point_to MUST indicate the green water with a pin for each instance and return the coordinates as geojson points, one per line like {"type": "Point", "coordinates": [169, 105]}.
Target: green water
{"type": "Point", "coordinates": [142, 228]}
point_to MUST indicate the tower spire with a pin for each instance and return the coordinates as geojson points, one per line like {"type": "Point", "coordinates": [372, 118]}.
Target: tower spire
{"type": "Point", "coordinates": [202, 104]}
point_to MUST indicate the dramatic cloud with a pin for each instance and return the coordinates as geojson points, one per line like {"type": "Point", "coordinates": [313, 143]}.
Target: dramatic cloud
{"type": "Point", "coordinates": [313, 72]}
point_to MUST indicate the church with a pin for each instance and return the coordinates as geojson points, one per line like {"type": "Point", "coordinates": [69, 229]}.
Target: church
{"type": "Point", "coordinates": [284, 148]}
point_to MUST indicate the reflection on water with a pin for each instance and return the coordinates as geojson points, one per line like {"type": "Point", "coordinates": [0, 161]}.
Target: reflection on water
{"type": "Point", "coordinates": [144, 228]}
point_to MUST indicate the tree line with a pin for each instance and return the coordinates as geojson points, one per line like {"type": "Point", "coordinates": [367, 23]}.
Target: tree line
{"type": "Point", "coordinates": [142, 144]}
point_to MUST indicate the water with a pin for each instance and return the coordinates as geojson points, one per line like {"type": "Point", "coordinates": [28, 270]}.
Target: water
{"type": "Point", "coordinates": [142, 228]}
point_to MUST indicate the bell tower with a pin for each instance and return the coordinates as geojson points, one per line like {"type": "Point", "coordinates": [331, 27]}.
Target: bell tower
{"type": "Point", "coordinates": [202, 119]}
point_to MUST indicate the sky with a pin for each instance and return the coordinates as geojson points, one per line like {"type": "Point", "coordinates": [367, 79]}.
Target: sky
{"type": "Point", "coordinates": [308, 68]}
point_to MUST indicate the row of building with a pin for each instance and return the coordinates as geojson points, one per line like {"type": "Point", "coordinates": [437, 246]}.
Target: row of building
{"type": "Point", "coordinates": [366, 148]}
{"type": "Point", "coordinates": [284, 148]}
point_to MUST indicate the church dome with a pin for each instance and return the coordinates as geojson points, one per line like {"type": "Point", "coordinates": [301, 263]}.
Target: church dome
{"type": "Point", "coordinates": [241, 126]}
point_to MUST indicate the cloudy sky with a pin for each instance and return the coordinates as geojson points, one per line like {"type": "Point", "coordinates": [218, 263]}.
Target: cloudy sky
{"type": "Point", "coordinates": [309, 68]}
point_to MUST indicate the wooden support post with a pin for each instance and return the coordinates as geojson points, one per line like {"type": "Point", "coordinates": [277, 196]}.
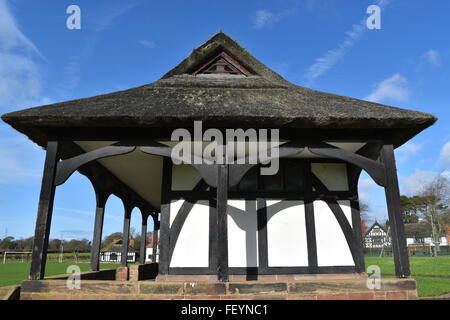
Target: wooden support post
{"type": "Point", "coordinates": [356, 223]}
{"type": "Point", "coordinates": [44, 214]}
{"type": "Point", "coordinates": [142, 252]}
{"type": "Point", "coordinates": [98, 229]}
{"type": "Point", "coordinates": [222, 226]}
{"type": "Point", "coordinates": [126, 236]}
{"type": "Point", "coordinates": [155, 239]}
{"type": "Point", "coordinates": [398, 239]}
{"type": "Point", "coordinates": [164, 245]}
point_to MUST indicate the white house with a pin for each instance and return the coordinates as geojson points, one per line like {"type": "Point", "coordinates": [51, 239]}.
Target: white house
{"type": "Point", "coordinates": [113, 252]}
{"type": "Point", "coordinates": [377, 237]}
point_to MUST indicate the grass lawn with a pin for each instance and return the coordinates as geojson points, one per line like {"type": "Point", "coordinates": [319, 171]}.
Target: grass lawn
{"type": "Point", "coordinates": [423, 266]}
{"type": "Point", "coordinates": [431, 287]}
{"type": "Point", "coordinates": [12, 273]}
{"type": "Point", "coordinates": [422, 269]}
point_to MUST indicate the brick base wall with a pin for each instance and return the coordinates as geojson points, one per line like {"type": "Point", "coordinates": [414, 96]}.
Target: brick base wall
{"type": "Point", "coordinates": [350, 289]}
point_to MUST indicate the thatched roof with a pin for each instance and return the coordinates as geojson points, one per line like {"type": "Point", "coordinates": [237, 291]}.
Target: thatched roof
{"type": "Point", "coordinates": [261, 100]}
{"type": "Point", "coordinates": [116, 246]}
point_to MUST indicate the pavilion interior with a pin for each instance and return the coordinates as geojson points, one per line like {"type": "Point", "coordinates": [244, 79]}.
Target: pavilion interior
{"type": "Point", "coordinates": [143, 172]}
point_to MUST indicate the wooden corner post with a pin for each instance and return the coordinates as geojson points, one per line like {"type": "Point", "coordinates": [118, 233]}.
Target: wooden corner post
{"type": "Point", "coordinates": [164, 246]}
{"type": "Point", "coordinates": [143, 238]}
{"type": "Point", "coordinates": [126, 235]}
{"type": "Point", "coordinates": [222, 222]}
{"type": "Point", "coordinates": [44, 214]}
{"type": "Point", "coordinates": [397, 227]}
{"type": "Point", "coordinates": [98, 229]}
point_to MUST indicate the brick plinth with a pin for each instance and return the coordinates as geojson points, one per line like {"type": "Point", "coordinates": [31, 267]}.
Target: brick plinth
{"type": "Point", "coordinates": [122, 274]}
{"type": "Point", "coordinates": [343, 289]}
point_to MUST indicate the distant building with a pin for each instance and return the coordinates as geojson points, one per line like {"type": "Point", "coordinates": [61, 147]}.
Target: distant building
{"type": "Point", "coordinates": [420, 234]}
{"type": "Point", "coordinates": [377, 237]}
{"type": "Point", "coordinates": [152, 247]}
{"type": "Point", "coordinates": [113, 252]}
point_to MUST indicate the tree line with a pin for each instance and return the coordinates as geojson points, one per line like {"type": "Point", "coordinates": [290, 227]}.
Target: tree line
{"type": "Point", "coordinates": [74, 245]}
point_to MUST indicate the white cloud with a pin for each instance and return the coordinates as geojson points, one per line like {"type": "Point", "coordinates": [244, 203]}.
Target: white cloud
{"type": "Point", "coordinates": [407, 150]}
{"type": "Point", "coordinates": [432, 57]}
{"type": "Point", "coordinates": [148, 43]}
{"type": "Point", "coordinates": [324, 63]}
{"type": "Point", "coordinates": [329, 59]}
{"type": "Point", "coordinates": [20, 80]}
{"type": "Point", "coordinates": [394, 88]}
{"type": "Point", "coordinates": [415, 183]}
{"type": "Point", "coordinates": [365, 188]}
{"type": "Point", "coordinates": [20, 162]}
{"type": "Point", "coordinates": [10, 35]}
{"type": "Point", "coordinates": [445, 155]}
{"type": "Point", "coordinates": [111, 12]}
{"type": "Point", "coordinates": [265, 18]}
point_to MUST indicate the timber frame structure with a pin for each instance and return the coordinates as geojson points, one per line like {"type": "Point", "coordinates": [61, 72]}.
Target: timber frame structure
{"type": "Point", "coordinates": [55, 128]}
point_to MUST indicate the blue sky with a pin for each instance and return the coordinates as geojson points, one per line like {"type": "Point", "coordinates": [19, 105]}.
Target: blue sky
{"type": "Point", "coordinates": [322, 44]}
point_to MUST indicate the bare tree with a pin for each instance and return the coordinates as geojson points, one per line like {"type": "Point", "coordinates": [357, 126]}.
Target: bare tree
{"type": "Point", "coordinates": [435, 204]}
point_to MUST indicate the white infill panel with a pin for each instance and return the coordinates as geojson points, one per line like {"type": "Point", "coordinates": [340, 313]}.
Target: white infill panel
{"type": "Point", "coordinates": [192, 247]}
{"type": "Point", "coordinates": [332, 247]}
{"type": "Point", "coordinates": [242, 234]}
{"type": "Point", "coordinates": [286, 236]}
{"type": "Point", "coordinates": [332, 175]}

----------------------------------------

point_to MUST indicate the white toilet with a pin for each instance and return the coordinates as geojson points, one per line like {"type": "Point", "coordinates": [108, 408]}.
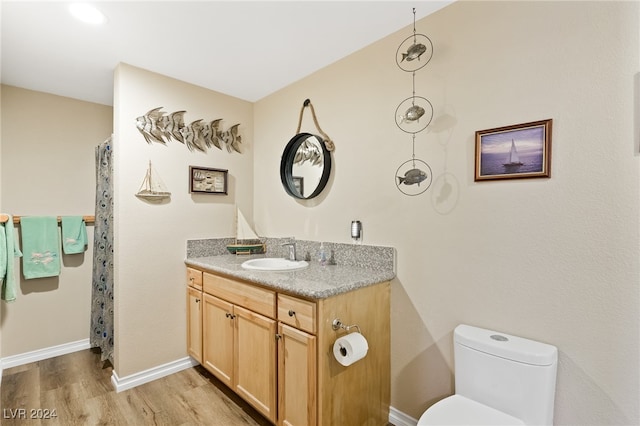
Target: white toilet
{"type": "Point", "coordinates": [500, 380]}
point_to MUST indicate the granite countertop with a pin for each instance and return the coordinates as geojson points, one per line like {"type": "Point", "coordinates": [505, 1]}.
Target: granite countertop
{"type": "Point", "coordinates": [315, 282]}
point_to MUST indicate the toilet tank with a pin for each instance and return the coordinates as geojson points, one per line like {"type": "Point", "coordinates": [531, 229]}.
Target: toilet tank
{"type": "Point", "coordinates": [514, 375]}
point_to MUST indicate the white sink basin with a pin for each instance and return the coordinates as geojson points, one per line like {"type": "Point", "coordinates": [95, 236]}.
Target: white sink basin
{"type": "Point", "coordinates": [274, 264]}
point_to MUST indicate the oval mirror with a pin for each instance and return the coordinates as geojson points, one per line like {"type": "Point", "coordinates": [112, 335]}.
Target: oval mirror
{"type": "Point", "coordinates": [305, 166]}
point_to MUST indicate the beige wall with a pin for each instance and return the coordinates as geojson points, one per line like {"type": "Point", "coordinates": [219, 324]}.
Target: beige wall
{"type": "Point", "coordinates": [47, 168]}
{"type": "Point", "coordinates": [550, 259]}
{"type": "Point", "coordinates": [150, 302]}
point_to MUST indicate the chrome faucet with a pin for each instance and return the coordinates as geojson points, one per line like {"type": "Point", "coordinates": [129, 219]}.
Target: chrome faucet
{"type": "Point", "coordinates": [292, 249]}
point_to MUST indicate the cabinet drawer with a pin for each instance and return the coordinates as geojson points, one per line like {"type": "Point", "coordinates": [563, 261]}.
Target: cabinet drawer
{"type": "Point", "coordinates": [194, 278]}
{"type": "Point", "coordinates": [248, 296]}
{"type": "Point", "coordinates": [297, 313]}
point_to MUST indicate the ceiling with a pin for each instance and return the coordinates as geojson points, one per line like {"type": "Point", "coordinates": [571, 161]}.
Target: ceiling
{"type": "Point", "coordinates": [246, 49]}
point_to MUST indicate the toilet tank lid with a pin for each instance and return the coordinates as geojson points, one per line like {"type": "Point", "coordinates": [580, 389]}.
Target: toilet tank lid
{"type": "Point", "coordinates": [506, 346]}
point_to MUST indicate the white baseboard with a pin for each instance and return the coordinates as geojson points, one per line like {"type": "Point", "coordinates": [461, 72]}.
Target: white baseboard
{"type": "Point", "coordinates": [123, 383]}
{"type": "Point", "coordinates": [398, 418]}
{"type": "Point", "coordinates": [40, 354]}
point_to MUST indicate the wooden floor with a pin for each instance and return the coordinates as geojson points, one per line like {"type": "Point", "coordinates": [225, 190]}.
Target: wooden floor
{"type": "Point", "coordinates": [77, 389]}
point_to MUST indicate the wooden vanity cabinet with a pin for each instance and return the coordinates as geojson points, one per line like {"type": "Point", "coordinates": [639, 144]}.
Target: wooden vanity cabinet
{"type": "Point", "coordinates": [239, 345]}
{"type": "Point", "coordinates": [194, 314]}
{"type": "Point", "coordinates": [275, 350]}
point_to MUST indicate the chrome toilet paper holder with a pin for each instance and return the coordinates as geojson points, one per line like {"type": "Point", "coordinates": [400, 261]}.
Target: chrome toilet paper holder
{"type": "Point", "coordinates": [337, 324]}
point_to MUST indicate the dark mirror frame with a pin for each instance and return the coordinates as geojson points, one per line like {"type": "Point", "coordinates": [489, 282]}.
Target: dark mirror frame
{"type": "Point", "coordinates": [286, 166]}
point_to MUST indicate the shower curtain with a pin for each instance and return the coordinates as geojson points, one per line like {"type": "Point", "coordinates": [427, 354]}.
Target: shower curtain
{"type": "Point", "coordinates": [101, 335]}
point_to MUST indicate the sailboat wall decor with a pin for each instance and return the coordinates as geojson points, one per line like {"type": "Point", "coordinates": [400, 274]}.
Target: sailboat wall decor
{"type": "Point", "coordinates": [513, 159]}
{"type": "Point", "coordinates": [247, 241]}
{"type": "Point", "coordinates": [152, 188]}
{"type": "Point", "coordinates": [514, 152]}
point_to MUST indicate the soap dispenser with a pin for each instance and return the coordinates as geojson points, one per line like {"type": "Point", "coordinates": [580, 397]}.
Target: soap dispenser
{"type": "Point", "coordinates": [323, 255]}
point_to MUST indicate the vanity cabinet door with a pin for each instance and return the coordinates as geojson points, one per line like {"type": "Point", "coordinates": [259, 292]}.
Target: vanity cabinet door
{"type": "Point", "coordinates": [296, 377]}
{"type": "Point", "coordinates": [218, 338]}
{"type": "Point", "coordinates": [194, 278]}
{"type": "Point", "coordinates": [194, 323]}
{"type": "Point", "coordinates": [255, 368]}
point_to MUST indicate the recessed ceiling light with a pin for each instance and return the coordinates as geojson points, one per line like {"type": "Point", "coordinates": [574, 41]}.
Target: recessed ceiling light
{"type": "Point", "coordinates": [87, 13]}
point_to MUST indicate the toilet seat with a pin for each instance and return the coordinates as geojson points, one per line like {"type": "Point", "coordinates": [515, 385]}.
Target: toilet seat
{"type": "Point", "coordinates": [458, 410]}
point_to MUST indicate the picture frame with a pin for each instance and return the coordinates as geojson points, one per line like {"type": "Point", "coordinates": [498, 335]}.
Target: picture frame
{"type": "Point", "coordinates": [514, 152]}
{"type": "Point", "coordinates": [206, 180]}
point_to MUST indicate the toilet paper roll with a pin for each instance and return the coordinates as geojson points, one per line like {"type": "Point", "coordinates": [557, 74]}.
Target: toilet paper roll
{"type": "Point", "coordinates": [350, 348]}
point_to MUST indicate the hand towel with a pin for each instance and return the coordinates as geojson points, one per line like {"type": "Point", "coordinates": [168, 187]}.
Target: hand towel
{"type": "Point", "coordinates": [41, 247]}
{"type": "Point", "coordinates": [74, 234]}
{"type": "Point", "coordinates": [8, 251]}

----------------------------------------

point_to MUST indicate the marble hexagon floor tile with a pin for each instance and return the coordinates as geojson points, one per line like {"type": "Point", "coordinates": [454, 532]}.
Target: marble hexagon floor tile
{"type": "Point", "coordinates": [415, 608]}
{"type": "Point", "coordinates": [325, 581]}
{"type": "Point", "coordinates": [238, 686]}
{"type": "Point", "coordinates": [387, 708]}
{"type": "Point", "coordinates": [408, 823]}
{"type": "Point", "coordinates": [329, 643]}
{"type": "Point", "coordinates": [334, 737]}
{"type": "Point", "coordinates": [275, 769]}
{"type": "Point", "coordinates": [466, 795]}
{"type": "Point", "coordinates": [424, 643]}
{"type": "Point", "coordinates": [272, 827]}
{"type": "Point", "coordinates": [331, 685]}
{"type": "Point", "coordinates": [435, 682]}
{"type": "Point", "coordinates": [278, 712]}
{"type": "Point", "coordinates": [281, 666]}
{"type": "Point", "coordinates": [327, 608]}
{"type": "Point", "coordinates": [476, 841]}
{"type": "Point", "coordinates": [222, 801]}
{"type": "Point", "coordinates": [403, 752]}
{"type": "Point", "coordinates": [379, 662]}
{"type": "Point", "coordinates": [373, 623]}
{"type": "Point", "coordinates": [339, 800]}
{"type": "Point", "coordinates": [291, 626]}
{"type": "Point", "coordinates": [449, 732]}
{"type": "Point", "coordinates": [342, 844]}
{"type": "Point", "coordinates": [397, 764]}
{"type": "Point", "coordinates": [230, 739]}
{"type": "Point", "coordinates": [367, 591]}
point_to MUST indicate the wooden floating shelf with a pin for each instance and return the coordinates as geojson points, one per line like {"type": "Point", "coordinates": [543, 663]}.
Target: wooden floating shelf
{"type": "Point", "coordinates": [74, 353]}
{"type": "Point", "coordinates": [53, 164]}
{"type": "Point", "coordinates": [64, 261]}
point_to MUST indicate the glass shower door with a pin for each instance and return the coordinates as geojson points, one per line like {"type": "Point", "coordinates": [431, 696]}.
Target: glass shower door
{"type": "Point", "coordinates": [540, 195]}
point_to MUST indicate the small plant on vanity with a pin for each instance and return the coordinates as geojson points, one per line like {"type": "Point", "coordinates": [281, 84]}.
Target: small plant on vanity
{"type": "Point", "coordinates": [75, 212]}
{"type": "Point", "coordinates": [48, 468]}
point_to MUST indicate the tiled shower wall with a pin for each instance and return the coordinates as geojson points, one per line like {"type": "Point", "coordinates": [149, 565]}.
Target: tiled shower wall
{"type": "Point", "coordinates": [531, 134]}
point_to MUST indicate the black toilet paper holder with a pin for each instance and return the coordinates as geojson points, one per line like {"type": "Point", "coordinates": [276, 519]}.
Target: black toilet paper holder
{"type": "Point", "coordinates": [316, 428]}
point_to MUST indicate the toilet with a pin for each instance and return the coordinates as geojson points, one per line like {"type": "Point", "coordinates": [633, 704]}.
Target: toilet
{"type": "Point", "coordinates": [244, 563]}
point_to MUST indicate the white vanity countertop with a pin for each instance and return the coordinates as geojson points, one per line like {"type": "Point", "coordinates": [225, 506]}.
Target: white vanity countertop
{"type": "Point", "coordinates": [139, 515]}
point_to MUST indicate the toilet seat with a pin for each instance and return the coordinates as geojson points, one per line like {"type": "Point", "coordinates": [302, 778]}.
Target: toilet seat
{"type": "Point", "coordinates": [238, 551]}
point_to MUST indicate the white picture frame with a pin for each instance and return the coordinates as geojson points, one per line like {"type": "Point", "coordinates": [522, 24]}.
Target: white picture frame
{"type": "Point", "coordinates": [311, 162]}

----------------------------------------

Task to complete:
Produce a word-for-word copy of everything above from the line holding "point_to MUST indicate the chrome faucet" down to the line holding "point_to MUST indicate the cabinet", with both of those lines kept.

Solution to the problem:
point_to MUST indicate the chrome faucet with a pin for each instance and return the coordinates as geojson points, one per line like {"type": "Point", "coordinates": [129, 219]}.
Target: chrome faucet
{"type": "Point", "coordinates": [292, 249]}
point_to MUST indicate the cabinet drawer with a pin for each instance and return the coordinates as geojson points, one per line like {"type": "Point", "coordinates": [563, 261]}.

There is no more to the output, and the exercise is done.